_Problem requirements_. Rewrite the stretch of data from its start through the line containing "Target: wooden framed mirror", replacing "instance" with "occurrence" and leaving all else unchanged.

_Task inputs_.
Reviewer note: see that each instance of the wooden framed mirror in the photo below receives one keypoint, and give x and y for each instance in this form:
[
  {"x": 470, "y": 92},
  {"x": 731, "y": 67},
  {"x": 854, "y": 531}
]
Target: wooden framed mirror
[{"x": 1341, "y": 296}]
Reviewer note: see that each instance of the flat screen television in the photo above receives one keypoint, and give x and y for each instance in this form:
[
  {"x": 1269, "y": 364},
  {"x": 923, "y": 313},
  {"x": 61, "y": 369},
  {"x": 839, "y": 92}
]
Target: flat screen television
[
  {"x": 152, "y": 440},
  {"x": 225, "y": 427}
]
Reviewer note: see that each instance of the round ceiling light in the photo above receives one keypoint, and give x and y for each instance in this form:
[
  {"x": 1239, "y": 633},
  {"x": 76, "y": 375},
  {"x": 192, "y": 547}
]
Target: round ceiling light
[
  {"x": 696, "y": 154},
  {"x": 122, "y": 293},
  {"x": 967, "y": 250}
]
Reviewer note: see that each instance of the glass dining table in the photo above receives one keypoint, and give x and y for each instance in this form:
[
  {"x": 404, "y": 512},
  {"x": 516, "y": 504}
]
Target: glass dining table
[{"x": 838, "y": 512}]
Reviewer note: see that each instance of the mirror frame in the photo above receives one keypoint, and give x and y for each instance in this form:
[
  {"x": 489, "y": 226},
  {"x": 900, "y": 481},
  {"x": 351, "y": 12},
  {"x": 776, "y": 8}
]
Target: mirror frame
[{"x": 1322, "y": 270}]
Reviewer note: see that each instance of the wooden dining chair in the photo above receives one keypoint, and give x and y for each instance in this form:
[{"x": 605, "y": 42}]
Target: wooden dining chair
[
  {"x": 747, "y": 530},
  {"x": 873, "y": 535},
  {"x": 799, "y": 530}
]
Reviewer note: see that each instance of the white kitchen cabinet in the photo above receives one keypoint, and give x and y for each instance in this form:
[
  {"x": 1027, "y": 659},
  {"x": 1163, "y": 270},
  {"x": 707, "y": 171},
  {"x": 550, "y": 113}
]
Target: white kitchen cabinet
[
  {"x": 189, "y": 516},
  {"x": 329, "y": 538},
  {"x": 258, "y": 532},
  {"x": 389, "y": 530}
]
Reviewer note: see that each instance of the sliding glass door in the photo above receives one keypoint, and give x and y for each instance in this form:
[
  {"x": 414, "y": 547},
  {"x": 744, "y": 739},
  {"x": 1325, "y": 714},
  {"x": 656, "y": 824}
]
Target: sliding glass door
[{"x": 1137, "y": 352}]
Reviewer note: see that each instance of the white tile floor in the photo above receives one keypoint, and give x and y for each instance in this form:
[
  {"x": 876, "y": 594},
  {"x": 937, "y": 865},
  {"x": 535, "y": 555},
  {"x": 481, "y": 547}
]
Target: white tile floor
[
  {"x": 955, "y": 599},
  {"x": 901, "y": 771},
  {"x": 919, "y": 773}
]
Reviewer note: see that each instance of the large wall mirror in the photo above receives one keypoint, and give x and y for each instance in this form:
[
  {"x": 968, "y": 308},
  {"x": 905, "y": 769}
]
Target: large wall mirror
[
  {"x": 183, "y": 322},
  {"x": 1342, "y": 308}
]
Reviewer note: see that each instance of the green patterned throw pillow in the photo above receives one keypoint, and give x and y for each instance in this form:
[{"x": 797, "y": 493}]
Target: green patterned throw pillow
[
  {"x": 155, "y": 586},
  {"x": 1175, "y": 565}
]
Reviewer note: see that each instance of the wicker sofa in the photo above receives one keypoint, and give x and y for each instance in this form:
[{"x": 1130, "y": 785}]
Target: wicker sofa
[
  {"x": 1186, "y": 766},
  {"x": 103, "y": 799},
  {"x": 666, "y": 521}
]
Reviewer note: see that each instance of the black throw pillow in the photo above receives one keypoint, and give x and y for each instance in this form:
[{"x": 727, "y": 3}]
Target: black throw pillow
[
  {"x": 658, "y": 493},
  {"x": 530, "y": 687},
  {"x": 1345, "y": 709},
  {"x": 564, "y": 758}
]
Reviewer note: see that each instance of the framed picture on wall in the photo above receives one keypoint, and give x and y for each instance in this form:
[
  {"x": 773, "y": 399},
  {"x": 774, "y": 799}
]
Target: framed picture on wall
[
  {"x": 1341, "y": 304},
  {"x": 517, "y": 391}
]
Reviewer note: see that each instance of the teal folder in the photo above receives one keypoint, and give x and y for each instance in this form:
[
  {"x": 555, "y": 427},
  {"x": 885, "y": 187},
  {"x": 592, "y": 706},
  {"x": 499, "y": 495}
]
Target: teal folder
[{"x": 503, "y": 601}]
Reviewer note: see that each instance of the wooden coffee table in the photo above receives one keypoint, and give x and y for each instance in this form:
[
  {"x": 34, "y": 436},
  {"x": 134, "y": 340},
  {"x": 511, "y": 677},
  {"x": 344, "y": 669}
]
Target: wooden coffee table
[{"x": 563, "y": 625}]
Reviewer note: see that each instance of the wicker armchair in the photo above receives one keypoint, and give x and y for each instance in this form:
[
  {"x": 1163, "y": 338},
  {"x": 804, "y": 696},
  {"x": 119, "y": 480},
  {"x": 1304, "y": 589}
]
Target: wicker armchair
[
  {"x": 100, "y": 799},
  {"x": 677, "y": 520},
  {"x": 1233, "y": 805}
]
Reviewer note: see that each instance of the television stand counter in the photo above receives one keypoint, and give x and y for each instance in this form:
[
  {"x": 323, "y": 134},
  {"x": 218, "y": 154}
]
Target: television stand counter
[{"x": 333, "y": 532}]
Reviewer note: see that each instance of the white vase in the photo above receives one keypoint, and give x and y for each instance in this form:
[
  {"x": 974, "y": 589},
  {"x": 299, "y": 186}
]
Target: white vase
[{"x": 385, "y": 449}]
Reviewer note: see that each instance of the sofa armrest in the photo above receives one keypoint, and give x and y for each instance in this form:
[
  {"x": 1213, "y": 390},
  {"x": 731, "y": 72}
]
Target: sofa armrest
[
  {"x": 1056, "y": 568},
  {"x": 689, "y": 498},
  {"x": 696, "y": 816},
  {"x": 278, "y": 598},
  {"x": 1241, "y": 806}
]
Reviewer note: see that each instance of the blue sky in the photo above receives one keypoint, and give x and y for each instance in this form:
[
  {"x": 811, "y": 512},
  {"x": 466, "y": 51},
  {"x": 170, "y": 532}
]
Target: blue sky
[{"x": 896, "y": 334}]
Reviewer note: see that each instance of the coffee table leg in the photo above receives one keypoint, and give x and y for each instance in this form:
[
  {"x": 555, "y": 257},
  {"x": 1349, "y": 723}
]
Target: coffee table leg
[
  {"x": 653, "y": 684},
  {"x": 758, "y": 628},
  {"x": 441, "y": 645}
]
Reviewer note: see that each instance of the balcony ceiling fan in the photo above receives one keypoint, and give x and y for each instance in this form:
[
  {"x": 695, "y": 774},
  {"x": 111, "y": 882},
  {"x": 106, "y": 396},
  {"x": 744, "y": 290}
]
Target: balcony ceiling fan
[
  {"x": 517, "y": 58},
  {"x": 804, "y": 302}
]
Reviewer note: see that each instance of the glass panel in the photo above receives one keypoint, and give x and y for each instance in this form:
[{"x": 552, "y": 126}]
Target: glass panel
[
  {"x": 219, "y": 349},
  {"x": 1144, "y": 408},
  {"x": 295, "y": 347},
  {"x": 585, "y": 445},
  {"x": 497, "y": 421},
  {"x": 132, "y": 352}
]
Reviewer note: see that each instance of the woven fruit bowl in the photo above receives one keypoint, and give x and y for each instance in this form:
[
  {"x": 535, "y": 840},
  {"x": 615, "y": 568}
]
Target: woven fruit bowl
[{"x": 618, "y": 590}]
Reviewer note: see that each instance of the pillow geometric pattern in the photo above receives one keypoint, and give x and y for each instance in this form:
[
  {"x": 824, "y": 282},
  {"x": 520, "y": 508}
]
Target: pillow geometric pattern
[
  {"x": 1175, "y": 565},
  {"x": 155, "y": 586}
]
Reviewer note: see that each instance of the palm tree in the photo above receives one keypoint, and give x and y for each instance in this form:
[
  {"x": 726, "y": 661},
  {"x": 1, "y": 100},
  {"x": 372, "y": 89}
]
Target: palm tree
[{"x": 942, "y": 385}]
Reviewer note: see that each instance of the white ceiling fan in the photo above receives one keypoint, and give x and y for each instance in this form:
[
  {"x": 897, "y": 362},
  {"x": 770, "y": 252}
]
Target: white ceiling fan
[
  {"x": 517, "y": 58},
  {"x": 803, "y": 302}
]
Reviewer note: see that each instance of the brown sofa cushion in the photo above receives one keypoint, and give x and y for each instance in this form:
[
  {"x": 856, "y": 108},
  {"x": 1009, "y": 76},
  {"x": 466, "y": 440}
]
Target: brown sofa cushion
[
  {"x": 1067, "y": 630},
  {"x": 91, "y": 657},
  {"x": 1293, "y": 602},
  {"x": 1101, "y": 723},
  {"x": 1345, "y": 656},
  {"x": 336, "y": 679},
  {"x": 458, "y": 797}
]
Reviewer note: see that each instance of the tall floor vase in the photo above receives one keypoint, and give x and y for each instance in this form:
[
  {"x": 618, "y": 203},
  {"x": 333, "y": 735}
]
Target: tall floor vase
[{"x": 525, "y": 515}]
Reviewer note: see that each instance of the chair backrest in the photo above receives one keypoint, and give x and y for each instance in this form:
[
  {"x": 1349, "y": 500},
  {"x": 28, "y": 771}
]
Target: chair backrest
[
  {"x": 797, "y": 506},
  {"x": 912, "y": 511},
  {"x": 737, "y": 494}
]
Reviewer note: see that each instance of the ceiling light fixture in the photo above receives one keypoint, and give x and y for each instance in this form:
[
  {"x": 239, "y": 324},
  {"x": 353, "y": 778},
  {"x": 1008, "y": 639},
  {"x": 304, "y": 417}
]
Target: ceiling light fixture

_Answer_.
Reviewer note: see that each occurrence of the wooden framed mirror in the photo below receives one keypoint, and give x and y for each occurrence in this form:
[
  {"x": 470, "y": 92},
  {"x": 731, "y": 67},
  {"x": 854, "y": 531}
]
Target: wooden framed mirror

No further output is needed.